Copy out every one of the records below word for word, changing nothing.

STORED DATA:
- - - - -
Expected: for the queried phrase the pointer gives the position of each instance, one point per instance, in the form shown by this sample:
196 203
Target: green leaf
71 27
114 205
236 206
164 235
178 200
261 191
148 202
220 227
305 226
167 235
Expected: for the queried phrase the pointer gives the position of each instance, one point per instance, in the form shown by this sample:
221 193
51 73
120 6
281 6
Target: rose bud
- - - - -
WRITTEN ANSWER:
Expected: for the queried phrase the pointer gives the position of each instance, one point per instance, in the form shown by this sample:
196 203
Target: green leaf
71 27
114 205
236 206
164 235
178 200
261 191
148 202
220 227
305 226
167 235
Expected: for the queried phrase the pointer gives the position of each instance, one point per instance, in the form shown by this sample:
221 193
51 73
120 6
281 6
Target: rose bud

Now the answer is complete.